Texto fornecido =

Encontrei uma vez num almoço, nos anos benditos da troika, um senhor dos negócios que me quis demonstrar que de nada servíamos e que a existência de funcionários públicos como nós era apenas um obstáculo ao desenvolvimento económico. O facto de esse meu interlocutor estar atualmente condenado a uma pena de prisão por desmandos financeiros não afasta a necessidade de defender uma vez mais as servidões e as grandezas da vida diplomática, admitindo que um cadastro não elimina um argumento.

A facilidade e a frequência do diálogo direto entre os dirigentes políticos mundiais (com especial intensidade no quadro da União Europeia) não exoneram os Estados da necessidade de terem em permanência nas capitais e junto das organizações internacionais agentes com especial formação, dedicados a conhecer o ambiente e o contexto em que as decisões dos outros se formam e serem capazes de propor as melhores formas de as influenciar em nosso benefício.

Itens guardados
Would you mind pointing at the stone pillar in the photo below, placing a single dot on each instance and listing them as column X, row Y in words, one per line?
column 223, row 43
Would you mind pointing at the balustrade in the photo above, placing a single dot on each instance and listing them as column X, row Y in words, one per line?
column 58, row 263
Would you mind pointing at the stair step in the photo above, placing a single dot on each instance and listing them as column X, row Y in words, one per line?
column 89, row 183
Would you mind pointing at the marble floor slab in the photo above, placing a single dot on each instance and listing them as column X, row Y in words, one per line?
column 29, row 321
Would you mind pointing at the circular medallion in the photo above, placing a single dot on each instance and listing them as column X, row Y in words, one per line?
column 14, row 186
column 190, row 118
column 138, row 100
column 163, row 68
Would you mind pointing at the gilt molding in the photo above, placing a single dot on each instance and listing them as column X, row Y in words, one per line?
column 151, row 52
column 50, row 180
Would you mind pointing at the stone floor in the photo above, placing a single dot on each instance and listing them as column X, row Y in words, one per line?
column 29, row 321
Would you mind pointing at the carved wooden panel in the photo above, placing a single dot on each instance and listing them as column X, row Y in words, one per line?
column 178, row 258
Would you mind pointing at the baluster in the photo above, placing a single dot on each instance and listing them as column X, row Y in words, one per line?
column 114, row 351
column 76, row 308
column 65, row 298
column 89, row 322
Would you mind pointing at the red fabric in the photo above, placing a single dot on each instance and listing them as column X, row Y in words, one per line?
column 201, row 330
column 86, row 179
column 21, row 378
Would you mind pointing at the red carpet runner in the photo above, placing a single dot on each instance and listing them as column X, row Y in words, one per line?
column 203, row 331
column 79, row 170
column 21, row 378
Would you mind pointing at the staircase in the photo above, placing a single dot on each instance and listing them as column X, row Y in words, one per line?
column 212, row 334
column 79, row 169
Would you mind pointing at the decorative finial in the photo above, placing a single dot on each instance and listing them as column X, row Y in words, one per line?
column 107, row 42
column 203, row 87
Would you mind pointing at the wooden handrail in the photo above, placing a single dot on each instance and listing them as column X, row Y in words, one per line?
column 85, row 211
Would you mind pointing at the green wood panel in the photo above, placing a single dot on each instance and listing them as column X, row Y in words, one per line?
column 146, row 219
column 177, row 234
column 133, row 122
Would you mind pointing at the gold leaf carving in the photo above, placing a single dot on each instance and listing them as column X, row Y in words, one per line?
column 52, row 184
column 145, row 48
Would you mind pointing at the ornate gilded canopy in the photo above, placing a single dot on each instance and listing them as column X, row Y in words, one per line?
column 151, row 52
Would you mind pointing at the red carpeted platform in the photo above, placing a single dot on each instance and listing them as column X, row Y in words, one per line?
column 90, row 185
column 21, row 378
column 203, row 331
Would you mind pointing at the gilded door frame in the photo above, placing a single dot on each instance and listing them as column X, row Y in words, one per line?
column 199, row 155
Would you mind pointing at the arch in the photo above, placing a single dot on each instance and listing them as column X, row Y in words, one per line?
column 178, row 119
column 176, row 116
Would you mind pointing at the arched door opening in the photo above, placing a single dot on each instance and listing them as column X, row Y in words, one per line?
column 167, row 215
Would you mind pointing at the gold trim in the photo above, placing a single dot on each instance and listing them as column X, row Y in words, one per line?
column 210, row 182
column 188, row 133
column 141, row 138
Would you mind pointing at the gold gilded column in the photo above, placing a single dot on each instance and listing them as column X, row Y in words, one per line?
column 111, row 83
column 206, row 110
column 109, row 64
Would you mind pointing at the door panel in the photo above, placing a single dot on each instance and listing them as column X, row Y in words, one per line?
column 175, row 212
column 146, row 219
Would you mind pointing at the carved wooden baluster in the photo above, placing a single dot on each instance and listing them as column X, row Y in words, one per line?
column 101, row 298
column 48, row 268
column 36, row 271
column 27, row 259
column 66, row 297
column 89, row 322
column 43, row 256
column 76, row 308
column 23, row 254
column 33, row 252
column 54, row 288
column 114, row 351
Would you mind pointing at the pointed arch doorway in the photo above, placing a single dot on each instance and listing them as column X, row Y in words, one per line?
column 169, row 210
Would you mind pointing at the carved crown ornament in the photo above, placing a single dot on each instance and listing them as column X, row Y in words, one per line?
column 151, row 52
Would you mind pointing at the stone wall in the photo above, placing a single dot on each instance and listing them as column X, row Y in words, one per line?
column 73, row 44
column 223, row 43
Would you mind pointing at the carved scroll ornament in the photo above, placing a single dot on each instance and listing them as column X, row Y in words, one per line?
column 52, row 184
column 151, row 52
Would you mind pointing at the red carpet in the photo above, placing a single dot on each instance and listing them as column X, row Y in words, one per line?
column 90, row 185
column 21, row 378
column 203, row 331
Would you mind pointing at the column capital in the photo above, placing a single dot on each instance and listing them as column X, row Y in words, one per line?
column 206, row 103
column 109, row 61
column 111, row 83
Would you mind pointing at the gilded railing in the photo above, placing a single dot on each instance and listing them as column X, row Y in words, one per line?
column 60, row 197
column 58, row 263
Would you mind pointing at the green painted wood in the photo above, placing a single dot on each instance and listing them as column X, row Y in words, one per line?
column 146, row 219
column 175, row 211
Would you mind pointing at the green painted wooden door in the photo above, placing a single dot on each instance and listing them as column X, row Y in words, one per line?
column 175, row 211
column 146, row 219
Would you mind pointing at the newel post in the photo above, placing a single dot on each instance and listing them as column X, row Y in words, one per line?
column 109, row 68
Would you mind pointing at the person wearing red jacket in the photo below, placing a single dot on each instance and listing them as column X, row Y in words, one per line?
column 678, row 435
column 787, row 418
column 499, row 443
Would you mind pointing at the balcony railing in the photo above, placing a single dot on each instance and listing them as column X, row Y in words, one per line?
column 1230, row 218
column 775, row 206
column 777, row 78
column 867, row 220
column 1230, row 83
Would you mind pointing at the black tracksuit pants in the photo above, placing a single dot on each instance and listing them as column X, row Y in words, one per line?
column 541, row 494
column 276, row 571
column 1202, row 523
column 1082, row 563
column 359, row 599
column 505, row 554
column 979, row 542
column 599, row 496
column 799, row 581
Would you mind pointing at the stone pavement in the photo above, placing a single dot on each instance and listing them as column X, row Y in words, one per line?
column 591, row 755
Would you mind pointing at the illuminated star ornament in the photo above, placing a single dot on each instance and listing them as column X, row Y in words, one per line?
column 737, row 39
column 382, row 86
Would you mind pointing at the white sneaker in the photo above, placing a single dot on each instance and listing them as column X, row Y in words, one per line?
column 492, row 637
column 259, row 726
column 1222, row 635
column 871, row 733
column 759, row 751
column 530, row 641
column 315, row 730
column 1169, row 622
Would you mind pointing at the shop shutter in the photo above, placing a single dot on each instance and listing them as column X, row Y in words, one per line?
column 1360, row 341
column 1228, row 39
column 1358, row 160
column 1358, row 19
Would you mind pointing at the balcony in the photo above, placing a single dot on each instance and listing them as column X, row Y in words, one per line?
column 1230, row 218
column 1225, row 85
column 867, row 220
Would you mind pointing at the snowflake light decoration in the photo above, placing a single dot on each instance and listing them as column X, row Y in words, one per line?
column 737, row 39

* * *

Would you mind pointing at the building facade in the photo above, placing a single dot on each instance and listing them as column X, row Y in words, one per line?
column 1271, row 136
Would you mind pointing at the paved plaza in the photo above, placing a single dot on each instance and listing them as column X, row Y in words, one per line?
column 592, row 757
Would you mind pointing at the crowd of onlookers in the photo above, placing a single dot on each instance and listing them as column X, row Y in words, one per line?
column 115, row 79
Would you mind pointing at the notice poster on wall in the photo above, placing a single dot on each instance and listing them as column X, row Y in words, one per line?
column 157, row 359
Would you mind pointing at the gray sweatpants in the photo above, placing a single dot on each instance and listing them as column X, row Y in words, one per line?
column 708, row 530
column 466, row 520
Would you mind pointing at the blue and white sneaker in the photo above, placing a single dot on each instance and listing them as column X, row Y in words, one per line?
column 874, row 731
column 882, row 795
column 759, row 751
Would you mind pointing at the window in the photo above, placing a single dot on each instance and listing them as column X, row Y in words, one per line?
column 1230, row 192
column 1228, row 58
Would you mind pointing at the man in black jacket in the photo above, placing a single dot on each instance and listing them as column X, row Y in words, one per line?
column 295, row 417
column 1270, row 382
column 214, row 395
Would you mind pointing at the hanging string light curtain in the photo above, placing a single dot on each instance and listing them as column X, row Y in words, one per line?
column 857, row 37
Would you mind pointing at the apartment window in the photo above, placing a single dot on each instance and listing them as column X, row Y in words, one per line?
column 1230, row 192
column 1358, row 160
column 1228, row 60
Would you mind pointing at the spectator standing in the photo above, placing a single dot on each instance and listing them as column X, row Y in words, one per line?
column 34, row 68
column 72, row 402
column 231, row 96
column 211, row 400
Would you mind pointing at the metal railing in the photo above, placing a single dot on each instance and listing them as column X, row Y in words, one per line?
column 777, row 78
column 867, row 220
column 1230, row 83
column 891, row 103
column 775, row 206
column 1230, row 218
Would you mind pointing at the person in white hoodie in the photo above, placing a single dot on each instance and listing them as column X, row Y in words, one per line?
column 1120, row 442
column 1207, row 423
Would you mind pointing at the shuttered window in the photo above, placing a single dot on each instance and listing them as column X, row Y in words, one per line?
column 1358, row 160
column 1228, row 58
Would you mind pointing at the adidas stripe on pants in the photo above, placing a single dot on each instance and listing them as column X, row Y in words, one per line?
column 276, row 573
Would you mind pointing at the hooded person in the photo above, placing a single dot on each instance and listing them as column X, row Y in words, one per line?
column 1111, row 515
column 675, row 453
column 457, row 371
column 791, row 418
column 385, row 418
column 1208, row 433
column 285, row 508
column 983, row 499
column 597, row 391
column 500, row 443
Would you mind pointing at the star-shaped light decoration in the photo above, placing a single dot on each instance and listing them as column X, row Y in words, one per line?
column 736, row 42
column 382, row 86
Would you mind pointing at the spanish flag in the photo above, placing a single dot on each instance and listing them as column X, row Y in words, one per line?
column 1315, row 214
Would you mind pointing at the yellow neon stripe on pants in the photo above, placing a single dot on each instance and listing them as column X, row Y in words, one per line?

Instrução =
Repete sem alterações o trecho do texto sobre a vida diplomática que começa nas palavras "Encontrei uma vez" e acaba depois de "elimina um argumento.". As linhas não têm nada a ver com o texto.

Resolução =
Encontrei uma vez num almoço, nos anos benditos da troika, um senhor dos negócios que me quis demonstrar que de nada servíamos e que a existência de funcionários públicos como nós era apenas um obstáculo ao desenvolvimento económico. O facto de esse meu interlocutor estar atualmente condenado a uma pena de prisão por desmandos financeiros não afasta a necessidade de defender uma vez mais as servidões e as grandezas da vida diplomática, admitindo que um cadastro não elimina um argumento.